__Task to complete__: Return, word for word, the stretch of the Brent Lee Metcalfe article that begins at the words "Scholar of the" and stops after the words "as a writer.".

__Passage to read__:
= Brent Lee Metcalfe =

Scholar of the Latter Day Saint movement

Brent Lee Metcalfe is an independent researcher and writer of the Latter Day Saint Movement. He is also credited on over sixty video games, primarily as a writer.

==Writings in Mormon studies==
===Seventh East Press===
In the early 1980s, Metcalfe contributed to the Seventh East Press and Sunstone, while at the same time working as a security guard in the Church Office Building of the Church of Jesus Christ of Latter-day Saints (LDS Church). According to Metcalfe, he was questioned by LDS Church authorities about his writing for the Press and Sunstone. An anonymous source reported that Roy Doxey, then the director of church correlation, wanted to know about the papers Metcalfe was studying at the Church Historical Library, which were on Elias Smith and others. Doxey denied asking about Metcalfe.

__Stored records__:
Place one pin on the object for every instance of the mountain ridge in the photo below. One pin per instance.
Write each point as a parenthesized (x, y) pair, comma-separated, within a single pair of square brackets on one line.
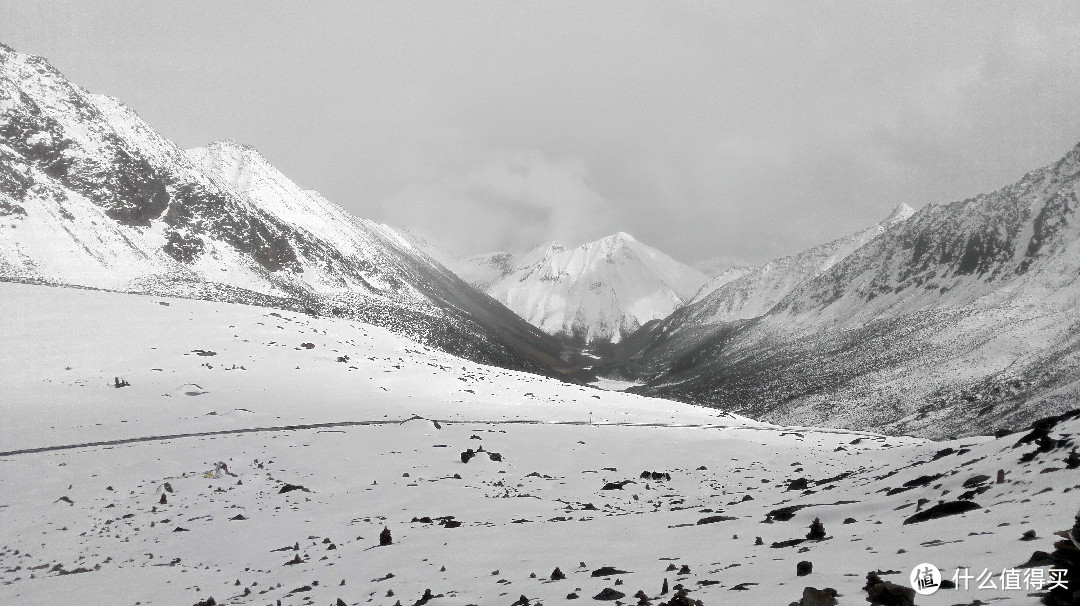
[(592, 294), (91, 196)]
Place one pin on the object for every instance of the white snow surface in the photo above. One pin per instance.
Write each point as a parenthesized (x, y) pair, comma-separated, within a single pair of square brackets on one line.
[(602, 291), (381, 460)]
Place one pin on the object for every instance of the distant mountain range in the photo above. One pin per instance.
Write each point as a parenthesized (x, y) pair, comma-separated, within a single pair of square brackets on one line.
[(595, 294), (953, 320), (91, 196), (959, 319)]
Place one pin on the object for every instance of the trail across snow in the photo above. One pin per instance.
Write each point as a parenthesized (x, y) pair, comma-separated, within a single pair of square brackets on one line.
[(372, 427)]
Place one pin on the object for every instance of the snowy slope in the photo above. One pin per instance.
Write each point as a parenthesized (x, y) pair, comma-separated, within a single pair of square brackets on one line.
[(959, 320), (92, 196), (598, 292), (143, 517)]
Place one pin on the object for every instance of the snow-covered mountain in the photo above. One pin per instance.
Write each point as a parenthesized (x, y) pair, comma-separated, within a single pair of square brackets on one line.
[(111, 496), (957, 320), (91, 196), (598, 292)]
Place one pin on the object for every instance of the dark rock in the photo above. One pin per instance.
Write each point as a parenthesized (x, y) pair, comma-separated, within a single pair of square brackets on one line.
[(424, 598), (790, 542), (1038, 559), (942, 510), (813, 596), (714, 519), (975, 481), (798, 484), (607, 571), (609, 595), (887, 593)]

__Response__:
Scholar of the Latter Day Saint movement

Brent Lee Metcalfe is an independent researcher and writer of the Latter Day Saint Movement. He is also credited on over sixty video games, primarily as a writer.